+++ TRECHO SELECIONADO
Dizem que todo baiano acha que sabe tocar percussão. Isso porque quando a música começa a tomar conta de um ambiente, já é possível perceber os dedos tamborilando na mesa, logo transformados em batidas menos discretas. Fora aqueles que se arriscam no batuque com qualquer objeto que produza som, e os mais ousados, que não podem ver um tamborim dando sopa. É claro que num contexto de diversão, vale tudo. E é mais claro ainda que os percussionistas de verdade são a minoria. Mas uma coisa não se pode negar: a Bahia é percussiva por natureza. E isso salta aos olhos – e aos ouvidos.
Um evento que reúne o melhor da percussão nacional e internacional não poderia, portanto, ter nascido em outro lugar. E foi a partir do interesse da antropóloga baiana Beth Cayres por esse segmento da música que se criou o Perc Pan – Panorama Percussivo Mundial. A primeira edição aconteceu em março de 1994 e desde então o Panorama já passou por São Paulo, Recife, Rio de Janeiro e até Paris, mas sempre mantendo raízes firmes na Bahia. “O Perc Pan é tudo aquilo que a Bahia representa”, declarou Beth. A psicóloga Úrsula Campos, que esteve presente em várias edições do evento, reitera: “Acho que percussão e Bahia têm tudo a ver. Somos africanos em primeira instância”.
++++++
+++ MATERIAL FORNECIDO
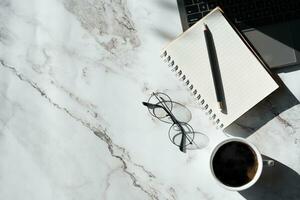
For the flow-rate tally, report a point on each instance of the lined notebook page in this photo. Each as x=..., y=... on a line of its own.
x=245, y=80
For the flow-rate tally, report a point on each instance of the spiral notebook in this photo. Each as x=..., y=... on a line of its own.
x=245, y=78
++++++
+++ MATERIAL FORNECIDO
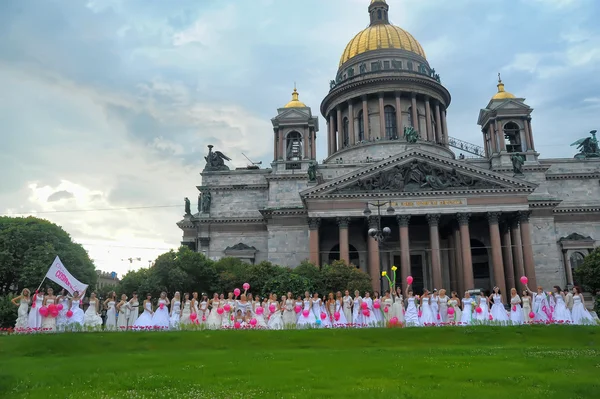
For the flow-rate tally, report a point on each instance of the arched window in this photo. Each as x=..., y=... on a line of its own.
++++++
## TAREFA ESCRITA A
De acordo com o trecho selecionado, em que mês e ano aconteceu a primeira edição do Perc Pan?
## TAREFA ESCRITA B
Traduza para o inglês esta frase do trecho selecionado: “Mas uma coisa não se pode negar: a Bahia é percussiva por natureza.”
## TAREFA ESCRITA C
Repita a parte do trecho selecionado que começa com as palavras “Dizem que todo” e termina com “e aos ouvidos.”.

## RESPOSTA COMPLETA A
Em março de 1994.

## RESPOSTA COMPLETA B
But one thing cannot be denied: Bahia is percussive by nature.

## RESPOSTA COMPLETA C
Dizem que todo baiano acha que sabe tocar percussão. Isso porque quando a música começa a tomar conta de um ambiente, já é possível perceber os dedos tamborilando na mesa, logo transformados em batidas menos discretas. Fora aqueles que se arriscam no batuque com qualquer objeto que produza som, e os mais ousados, que não podem ver um tamborim dando sopa. É claro que num contexto de diversão, vale tudo. E é mais claro ainda que os percussionistas de verdade são a minoria. Mas uma coisa não se pode negar: a Bahia é percussiva por natureza. E isso salta aos olhos – e aos ouvidos.